--- Page excerpt Enclosed Below ---

Later on Katarina made time to study, completing a course in Women’s Studies and two years of law at UCC.
She credits her paternal grandmother with her knack for business. “A widow and single mum to three boys, she was a business woman and a real grafter. She had to be. I’m like her in more ways than one.”
In 2005, after a conversation at a family wedding in Jamaica about opening a restaurant, and having secured a loan for a cool million euros, she made the snap decision to buy Grove House, an 18th century house overlooking the harbour in Schull. Once hosting the likes of George Bernard Shaw, Jack B Yeats and Edith Somerville, the heritage of this beautiful old villa appealed to Katarina.
After packing up her share of the stock from the antiques and interiors shop and shoe business, Katarina and her family moved west. “The front room at Grove House was turned into a shoe shop that first year,” she says laughing.

--- End of Enclosed Page excerpt ---
--- Stored data Enclosed Below ---

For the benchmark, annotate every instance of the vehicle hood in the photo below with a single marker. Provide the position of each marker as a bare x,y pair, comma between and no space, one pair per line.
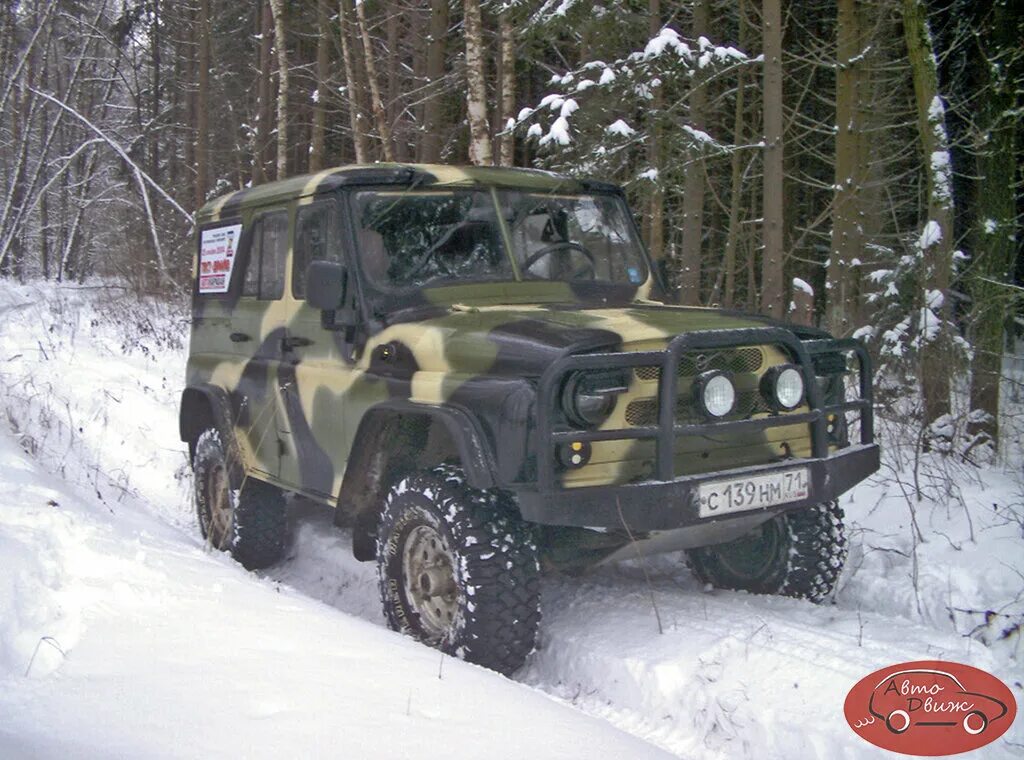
522,341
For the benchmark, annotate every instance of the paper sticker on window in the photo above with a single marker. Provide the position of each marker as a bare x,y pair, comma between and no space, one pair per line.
216,258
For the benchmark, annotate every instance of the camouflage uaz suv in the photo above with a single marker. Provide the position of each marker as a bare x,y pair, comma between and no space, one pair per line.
476,369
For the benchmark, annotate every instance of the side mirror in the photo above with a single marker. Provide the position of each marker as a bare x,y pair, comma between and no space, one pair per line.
327,289
326,285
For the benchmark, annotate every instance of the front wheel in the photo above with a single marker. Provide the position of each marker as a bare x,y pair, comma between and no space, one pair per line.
799,553
458,570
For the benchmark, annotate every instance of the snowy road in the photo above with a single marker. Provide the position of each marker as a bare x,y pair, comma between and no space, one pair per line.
728,675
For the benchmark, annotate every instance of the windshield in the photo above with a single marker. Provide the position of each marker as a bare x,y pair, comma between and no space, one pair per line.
410,239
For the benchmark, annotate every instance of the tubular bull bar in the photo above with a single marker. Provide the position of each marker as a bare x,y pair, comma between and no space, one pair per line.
665,502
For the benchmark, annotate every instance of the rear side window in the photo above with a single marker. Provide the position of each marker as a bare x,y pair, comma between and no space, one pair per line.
265,273
315,240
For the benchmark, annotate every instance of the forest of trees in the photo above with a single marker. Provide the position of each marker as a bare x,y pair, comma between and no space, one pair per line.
854,164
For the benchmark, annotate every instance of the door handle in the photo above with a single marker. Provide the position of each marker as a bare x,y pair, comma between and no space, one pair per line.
295,341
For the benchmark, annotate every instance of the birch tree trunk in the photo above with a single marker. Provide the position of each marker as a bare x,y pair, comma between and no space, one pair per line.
203,106
278,8
771,263
356,119
736,169
383,129
936,239
693,183
317,138
996,225
430,143
507,141
655,213
264,91
480,152
846,236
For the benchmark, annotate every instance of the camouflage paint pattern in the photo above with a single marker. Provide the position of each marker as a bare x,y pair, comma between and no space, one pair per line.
296,409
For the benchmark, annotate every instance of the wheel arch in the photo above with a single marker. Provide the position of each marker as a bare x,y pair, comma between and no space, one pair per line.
396,436
202,407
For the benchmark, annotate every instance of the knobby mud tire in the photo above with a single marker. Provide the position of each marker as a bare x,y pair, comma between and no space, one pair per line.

--- End of Enclosed Stored data ---

▸ Exercise instructions:
1 – From the passage about Katarina and Grove House, extract the words starting at "She credits her" and ending at "appealed to Katarina.".
2 – Name each person the passage about Katarina and Grove House says the house once hosted.
3 – Continue the passage about Katarina and Grove House from where it stops.

▸ Numbered responses:
1 –
She credits her paternal grandmother with her knack for business. “A widow and single mum to three boys, she was a business woman and a real grafter. She had to be. I’m like her in more ways than one.”
In 2005, after a conversation at a family wedding in Jamaica about opening a restaurant, and having secured a loan for a cool million euros, she made the snap decision to buy Grove House, an 18th century house overlooking the harbour in Schull. Once hosting the likes of George Bernard Shaw, Jack B Yeats and Edith Somerville, the heritage of this beautiful old villa appealed to Katarina.

2 – George Bernard Shaw, Jack B Yeats, Edith Somerville

3 –
Grove House turned into a successful family affair, before long achieving a reputation as one of West Cork’s finest restaurants. Nico was just 12 when, guided by his mother and grandmother, he learned his way around the kitchen. By the age of 14, he had become the youngest ever participant on the prestigious Ballymaloe cookery course. Over time, the dynamic in the kitchen shifted with Nico naturally taking the lead. “I was happy to step into the role of his commis chef,” shares Katarina. Meanwhile, her eldest son Max managed the front of house before eventually pursuing a maritime career, working his way up from deckhand to sea captain. Today, Nico runs his own restaurant in Schull.
Katarina spent 17 years running Grove House as a restaurant and guesthouse, where she became known for the warmth of her welcome. “I wanted it to be the type of place where people would feel comfortable whether they turned up in an evening gown or t-shirt and shorts. The atmosphere was always as important as the food,” she explains. For six years she also ran a bookshop, Anna Bs, on the main street in Schull.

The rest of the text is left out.